┏━━
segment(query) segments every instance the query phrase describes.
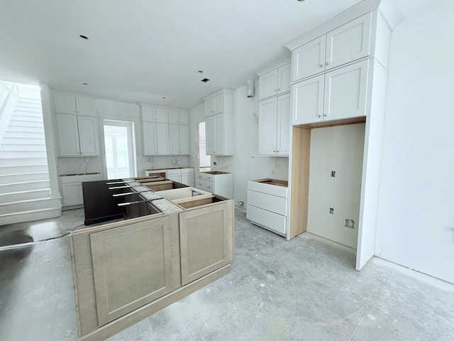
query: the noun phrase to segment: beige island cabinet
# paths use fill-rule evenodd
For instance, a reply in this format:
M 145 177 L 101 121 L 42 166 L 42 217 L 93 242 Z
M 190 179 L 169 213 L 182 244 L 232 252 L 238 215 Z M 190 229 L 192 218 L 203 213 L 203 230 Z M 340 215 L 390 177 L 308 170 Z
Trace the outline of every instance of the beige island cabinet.
M 162 212 L 70 234 L 79 340 L 105 340 L 231 271 L 233 200 L 140 188 Z

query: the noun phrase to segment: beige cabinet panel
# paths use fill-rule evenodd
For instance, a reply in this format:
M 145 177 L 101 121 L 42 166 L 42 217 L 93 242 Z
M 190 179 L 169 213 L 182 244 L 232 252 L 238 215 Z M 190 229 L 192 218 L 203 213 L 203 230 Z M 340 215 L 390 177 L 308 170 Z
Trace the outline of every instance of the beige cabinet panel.
M 228 204 L 179 214 L 182 285 L 231 261 L 233 217 Z
M 172 291 L 168 217 L 93 233 L 90 243 L 99 325 Z

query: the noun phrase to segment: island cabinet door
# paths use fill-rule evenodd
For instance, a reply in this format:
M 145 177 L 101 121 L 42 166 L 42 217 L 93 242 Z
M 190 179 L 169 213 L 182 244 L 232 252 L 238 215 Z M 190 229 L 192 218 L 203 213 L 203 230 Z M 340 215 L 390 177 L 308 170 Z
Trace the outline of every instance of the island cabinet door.
M 179 214 L 182 285 L 222 266 L 233 257 L 233 210 L 228 202 Z
M 93 233 L 90 244 L 100 326 L 174 289 L 168 217 Z

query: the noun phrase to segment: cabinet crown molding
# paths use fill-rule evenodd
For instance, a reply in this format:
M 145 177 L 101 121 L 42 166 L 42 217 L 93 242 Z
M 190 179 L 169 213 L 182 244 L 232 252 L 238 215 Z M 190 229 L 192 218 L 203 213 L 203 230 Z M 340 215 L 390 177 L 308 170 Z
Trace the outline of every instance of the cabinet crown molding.
M 223 87 L 222 89 L 215 91 L 214 92 L 211 92 L 209 94 L 208 94 L 206 96 L 204 96 L 203 97 L 201 97 L 201 99 L 204 101 L 206 101 L 207 99 L 209 99 L 210 98 L 212 98 L 215 96 L 217 96 L 218 94 L 233 94 L 233 92 L 235 92 L 235 90 L 234 89 L 230 89 L 228 87 Z
M 275 60 L 269 64 L 267 64 L 265 66 L 262 66 L 260 69 L 254 71 L 254 73 L 257 74 L 260 76 L 265 75 L 265 73 L 269 72 L 270 71 L 272 71 L 273 70 L 278 69 L 281 66 L 284 66 L 286 64 L 288 64 L 292 62 L 292 55 L 289 54 L 285 57 L 282 57 L 282 58 L 278 59 L 277 60 Z

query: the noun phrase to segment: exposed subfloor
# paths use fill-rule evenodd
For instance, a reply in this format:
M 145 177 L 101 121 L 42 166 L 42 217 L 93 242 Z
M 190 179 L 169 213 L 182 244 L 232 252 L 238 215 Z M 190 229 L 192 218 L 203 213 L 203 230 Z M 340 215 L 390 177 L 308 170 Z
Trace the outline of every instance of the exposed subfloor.
M 377 258 L 359 272 L 353 250 L 309 234 L 287 241 L 236 215 L 231 274 L 109 340 L 454 340 L 454 285 Z M 0 246 L 83 219 L 0 227 Z M 0 340 L 77 339 L 67 236 L 0 251 Z

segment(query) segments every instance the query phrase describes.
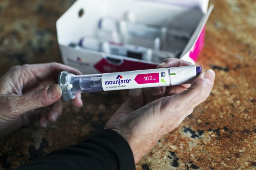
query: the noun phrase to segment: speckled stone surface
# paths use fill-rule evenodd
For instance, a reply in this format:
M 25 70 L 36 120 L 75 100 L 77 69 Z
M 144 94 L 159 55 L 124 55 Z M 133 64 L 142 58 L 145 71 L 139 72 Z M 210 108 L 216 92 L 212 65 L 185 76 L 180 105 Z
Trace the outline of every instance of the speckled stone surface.
M 55 22 L 74 1 L 0 1 L 0 75 L 17 65 L 61 62 Z M 256 3 L 209 4 L 215 7 L 197 64 L 216 73 L 210 96 L 159 140 L 137 170 L 256 169 Z M 65 103 L 62 116 L 46 129 L 32 123 L 0 140 L 0 169 L 89 137 L 103 128 L 128 92 L 84 94 L 82 108 Z

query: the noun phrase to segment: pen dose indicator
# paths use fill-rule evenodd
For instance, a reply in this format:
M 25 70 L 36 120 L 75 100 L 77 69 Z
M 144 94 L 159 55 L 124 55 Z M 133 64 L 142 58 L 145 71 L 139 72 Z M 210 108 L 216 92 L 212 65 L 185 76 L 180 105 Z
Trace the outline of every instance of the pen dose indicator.
M 105 91 L 169 86 L 168 68 L 102 74 Z

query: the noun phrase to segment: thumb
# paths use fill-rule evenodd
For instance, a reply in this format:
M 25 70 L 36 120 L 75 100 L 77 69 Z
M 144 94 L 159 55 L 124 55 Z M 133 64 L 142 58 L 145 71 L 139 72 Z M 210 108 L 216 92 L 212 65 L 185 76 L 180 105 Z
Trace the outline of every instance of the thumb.
M 177 104 L 178 106 L 186 106 L 182 107 L 182 109 L 187 111 L 193 109 L 208 97 L 215 77 L 215 73 L 212 70 L 202 72 L 187 90 L 173 96 L 175 102 L 179 103 Z
M 13 108 L 12 112 L 22 114 L 32 109 L 49 106 L 59 100 L 62 94 L 60 86 L 55 84 L 13 98 L 13 106 L 15 107 Z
┗━━
Rewrite every item, substituting "Draw the boundary" for each occurrence of "Trace the outline" and keeping everything else unchanged. Leave the pictures out.

segment(query) segments every instance the query phrase describes.
query: the noun phrase to segment: beige island cabinet
# paths use fill-rule evenodd
For instance, a reply in this format:
M 145 177 L 101 121 L 42 166 L 42 217 L 93 242 Z
M 190 179 L 169 213 L 182 244 L 232 252 L 238 215 Z M 190 229 L 192 218 L 203 213 L 203 230 Z M 340 215 L 390 177 L 308 170 Z
Draw the boundary of every instance of the beige island cabinet.
M 162 212 L 70 234 L 79 340 L 105 340 L 231 271 L 233 200 L 140 188 Z

query: the noun phrase to segment: beige cabinet panel
# paths use fill-rule evenodd
For instance, a reply in this format:
M 145 177 L 101 121 L 42 166 L 42 217 L 93 242 Z
M 190 179 L 169 213 L 182 244 L 232 252 L 238 215 Z M 190 229 L 192 218 L 203 213 L 203 230 Z M 340 215 L 390 177 L 308 170 Z
Draw the boundary of every instance of the beige cabinet panel.
M 228 204 L 179 214 L 182 285 L 231 261 L 233 217 Z
M 172 291 L 168 217 L 93 233 L 90 243 L 99 325 Z

query: the noun phrase to segment: island cabinet door
# paths use fill-rule evenodd
For instance, a reply in this format:
M 145 177 L 101 121 L 42 166 L 42 217 L 93 242 Z
M 190 179 L 169 213 L 182 244 L 232 252 L 238 215 Z M 190 229 L 192 218 L 203 213 L 203 230 Z M 340 215 L 390 177 L 308 170 Z
Draw the boundary of every instance of the island cabinet door.
M 179 214 L 182 285 L 222 266 L 233 257 L 233 210 L 228 202 Z
M 93 233 L 90 244 L 100 326 L 174 289 L 168 217 Z

query: the noun phrase to segment: cabinet crown molding
# paths use fill-rule evenodd
For instance, a reply in this format:
M 145 177 L 101 121 L 42 166 L 42 217 L 93 242 Z
M 190 179 L 169 213 L 182 244 L 232 252 L 238 215 Z M 190 229 L 192 218 L 203 213 L 203 230 Z M 340 215 L 390 177 L 308 170 Z
Draw the boundary of every instance of the cabinet crown molding.
M 223 87 L 222 89 L 215 91 L 214 92 L 211 92 L 209 94 L 208 94 L 206 96 L 204 96 L 203 97 L 201 97 L 201 99 L 204 101 L 206 101 L 207 99 L 209 99 L 210 98 L 212 98 L 215 96 L 217 96 L 218 94 L 233 94 L 233 92 L 235 92 L 235 90 L 234 89 L 230 89 L 228 87 Z
M 275 60 L 269 64 L 267 64 L 265 66 L 262 66 L 260 69 L 254 71 L 254 73 L 257 74 L 260 76 L 265 75 L 265 73 L 269 72 L 270 71 L 272 71 L 273 70 L 278 69 L 281 66 L 284 66 L 286 64 L 288 64 L 292 62 L 292 55 L 289 54 L 285 57 L 282 57 L 282 58 L 278 59 L 277 60 Z

query: the noun phrase to segment: exposed subfloor
# paths use fill-rule evenodd
For instance, a reply in this format:
M 145 177 L 101 121 L 42 166 L 42 217 L 93 242 Z
M 190 179 L 169 213 L 182 244 L 232 252 L 238 215 Z M 190 229 L 192 218 L 203 213 L 203 230 Z M 340 215 L 390 177 L 308 170 Z
Draw the boundary of every instance of the exposed subfloor.
M 377 258 L 359 272 L 353 250 L 309 234 L 287 241 L 236 215 L 231 274 L 109 340 L 454 340 L 454 285 Z M 0 246 L 83 219 L 0 227 Z M 0 340 L 77 339 L 67 236 L 0 251 Z

segment(query) segments every instance the query phrase describes.
query: the noun phrase to segment: speckled stone surface
# paths use fill-rule evenodd
For instance, a reply in this format:
M 25 70 L 36 120 L 75 100 L 77 69 Z
M 144 94 L 159 55 L 124 55 Z M 133 64 L 142 58 L 145 71 L 139 72 Z M 210 108 L 216 92 L 212 65 L 185 76 L 180 105 Z
Draw the boundary of every instance of the speckled stone surface.
M 55 22 L 74 1 L 0 1 L 0 75 L 17 65 L 61 62 Z M 256 3 L 209 4 L 215 7 L 197 64 L 216 73 L 210 96 L 159 140 L 137 170 L 256 169 Z M 65 103 L 62 116 L 46 129 L 32 123 L 0 140 L 0 169 L 89 137 L 103 128 L 128 92 L 84 94 L 82 108 Z

query: the noun phrase to segment: pen dose indicator
# paths use fill-rule evenodd
For instance, a reply in this format:
M 25 70 L 36 120 L 75 100 L 77 69 Z
M 144 94 L 159 55 L 124 55 Z M 133 64 L 142 58 L 145 71 L 139 72 Z M 210 108 L 216 92 L 212 65 L 185 76 L 180 105 Z
Draw the boundary of every instance of the pen dose indicator.
M 105 91 L 169 86 L 168 68 L 102 74 Z

query: the noun phrase to segment: thumb
# paths use fill-rule evenodd
For instance, a reply in this format:
M 25 70 L 36 120 L 75 100 L 77 69 Z
M 144 94 L 159 55 L 124 55 Z M 133 64 L 142 58 L 145 71 L 139 72 Z M 210 108 L 216 92 L 212 65 L 185 76 L 180 105 Z
Draw the boundary of every instance of the thumb.
M 177 104 L 178 106 L 186 106 L 182 107 L 182 109 L 187 111 L 193 109 L 208 97 L 215 77 L 215 73 L 212 70 L 202 72 L 187 90 L 173 96 L 175 102 L 179 103 Z
M 13 108 L 12 112 L 22 114 L 32 109 L 49 106 L 59 100 L 62 94 L 60 86 L 55 84 L 13 98 L 13 106 L 15 107 Z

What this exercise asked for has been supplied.